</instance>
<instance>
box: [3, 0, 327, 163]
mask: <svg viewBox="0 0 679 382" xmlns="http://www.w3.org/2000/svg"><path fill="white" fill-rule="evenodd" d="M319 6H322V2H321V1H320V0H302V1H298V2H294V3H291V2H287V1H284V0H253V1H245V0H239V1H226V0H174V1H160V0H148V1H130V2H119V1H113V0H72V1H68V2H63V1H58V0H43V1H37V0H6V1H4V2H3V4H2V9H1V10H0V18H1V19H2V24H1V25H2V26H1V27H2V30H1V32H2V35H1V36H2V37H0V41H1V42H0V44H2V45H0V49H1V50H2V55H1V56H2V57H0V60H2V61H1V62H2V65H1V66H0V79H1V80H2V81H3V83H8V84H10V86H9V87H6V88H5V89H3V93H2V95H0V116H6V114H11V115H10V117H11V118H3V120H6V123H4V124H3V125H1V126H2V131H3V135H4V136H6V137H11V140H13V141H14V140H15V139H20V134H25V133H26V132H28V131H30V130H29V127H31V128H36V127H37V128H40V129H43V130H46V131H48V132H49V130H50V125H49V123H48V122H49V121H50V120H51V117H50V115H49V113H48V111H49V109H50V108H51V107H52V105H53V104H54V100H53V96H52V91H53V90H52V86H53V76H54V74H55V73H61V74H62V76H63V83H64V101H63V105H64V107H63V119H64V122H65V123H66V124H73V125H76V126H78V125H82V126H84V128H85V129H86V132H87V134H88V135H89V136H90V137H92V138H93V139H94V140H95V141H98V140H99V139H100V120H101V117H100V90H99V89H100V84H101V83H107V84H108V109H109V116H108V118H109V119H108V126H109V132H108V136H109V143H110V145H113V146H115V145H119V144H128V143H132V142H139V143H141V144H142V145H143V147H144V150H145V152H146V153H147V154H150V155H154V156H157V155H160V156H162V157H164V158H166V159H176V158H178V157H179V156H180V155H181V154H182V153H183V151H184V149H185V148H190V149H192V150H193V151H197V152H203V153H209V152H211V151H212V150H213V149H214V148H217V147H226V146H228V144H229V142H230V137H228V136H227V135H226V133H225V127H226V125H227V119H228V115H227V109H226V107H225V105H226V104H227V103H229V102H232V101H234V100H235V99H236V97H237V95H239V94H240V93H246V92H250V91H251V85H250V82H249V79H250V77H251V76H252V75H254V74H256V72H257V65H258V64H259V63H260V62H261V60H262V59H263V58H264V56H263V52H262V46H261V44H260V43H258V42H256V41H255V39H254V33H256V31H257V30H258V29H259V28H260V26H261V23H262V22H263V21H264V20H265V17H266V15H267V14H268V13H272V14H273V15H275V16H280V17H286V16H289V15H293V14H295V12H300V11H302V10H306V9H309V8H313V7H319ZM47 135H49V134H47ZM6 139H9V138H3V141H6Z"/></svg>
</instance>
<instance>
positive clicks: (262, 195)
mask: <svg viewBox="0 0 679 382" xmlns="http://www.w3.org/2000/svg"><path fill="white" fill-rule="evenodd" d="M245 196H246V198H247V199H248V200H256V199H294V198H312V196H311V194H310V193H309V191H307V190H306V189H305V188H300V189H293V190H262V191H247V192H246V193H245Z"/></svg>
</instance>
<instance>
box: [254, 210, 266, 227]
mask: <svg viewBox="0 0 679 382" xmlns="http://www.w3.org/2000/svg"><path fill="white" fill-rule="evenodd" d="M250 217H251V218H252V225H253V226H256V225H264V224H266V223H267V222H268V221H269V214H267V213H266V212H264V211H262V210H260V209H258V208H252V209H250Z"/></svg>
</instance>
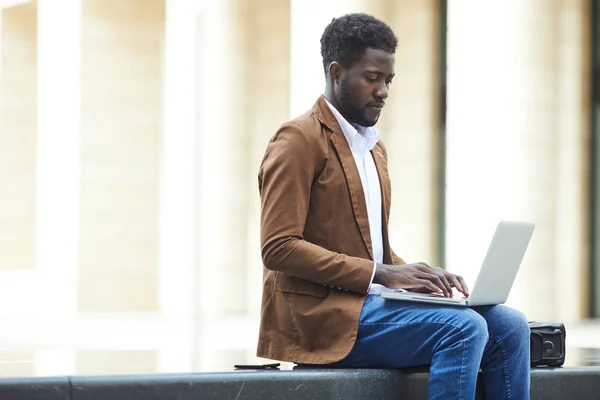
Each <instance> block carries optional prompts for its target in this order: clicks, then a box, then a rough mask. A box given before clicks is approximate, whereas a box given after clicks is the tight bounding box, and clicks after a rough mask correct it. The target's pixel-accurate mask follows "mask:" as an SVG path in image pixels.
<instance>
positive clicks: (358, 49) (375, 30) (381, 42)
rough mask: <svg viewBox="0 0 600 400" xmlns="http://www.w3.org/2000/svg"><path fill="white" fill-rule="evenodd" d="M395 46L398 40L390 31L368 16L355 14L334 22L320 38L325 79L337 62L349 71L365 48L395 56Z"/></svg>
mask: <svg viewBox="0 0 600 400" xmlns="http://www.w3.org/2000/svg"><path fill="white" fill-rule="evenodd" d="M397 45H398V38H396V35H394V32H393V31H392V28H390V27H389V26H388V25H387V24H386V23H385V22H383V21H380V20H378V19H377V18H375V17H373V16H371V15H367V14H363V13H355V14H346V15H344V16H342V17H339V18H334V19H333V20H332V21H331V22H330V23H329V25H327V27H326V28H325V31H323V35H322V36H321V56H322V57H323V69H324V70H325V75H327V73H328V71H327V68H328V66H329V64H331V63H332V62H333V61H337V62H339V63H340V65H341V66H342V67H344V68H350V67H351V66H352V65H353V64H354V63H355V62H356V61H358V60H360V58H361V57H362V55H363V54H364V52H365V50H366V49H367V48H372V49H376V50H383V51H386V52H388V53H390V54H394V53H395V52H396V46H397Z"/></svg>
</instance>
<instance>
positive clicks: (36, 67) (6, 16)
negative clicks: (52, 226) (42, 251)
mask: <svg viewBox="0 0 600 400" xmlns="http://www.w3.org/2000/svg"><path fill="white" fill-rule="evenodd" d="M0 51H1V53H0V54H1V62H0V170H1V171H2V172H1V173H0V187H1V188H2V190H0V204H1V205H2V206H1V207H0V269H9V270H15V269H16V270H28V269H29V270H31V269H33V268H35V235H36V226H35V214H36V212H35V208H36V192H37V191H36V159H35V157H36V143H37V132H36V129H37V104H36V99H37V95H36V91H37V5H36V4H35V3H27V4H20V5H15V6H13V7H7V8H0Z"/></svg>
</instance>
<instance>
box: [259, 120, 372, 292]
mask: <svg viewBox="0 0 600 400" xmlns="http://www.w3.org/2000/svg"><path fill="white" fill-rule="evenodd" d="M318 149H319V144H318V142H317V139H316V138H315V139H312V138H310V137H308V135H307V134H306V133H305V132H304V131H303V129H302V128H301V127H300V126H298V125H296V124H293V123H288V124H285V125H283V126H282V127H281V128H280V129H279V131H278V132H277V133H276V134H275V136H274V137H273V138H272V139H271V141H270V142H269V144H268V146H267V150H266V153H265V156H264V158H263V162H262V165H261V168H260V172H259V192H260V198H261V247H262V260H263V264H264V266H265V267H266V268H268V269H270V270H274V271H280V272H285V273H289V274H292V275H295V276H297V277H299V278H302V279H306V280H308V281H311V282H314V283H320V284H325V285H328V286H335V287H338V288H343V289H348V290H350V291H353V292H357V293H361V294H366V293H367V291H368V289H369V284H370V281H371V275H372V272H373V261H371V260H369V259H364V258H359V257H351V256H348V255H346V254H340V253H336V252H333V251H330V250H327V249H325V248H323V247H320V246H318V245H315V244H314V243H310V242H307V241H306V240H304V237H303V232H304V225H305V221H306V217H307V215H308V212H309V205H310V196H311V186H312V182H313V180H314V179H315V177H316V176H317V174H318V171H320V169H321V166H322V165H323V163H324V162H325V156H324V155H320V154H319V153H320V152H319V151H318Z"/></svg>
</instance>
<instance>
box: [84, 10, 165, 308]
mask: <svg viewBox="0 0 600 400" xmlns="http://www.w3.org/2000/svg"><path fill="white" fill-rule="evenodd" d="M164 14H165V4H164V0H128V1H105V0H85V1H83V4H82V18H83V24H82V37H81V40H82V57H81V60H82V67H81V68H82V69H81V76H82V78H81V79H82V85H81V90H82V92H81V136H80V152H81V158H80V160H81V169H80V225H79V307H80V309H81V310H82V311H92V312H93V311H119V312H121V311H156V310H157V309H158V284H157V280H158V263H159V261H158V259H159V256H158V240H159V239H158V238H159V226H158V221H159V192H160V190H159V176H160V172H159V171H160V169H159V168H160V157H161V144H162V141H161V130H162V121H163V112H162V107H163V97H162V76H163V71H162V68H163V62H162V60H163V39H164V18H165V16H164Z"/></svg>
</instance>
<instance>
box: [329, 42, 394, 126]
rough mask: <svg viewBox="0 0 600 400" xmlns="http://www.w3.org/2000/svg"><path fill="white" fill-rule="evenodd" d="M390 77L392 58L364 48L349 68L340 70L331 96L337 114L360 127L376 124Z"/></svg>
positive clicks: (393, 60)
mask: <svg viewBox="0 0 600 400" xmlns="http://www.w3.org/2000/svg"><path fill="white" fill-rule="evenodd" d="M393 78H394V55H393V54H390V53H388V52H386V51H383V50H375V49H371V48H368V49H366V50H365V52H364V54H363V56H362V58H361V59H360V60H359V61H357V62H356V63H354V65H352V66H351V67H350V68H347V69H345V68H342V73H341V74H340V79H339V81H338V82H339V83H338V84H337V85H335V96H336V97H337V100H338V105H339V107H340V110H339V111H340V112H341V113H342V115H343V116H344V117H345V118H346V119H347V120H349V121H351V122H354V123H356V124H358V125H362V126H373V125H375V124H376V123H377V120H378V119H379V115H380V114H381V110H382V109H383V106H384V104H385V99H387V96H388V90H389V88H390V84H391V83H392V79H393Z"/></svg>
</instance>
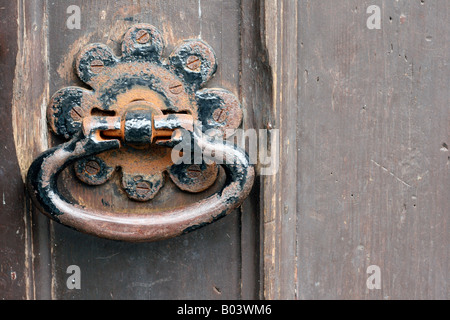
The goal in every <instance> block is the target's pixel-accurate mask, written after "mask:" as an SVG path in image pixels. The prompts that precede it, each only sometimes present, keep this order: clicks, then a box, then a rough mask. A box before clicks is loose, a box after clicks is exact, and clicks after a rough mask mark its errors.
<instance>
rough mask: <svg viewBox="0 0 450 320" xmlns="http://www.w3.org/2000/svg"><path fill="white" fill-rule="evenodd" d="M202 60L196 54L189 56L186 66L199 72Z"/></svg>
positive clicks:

----

• INSTRUCTIONS FOR THE TASK
Gather every line of the material that contains the word "block". Case counts.

• RESULT
Each <instance> block carries optional prompts for its target in this order: clicks, then a box, then a rough mask. A box given before clicks is approximate, whereas a box given after clicks is the tight bounding box, and clicks after a rough mask correct it. The target's pixel-accurate mask follows "mask:" as an SVG path in image pixels.
The goal in every <instance> block is the target's pixel-accurate mask, written after "mask:" as an SVG path in image pixels. The prompts that precede it, each only sometimes present, keep this order: clicks, then a box, then a rough mask. A box before clicks is loose, a box after clicks is exact, and clicks after a rough mask mark its errors.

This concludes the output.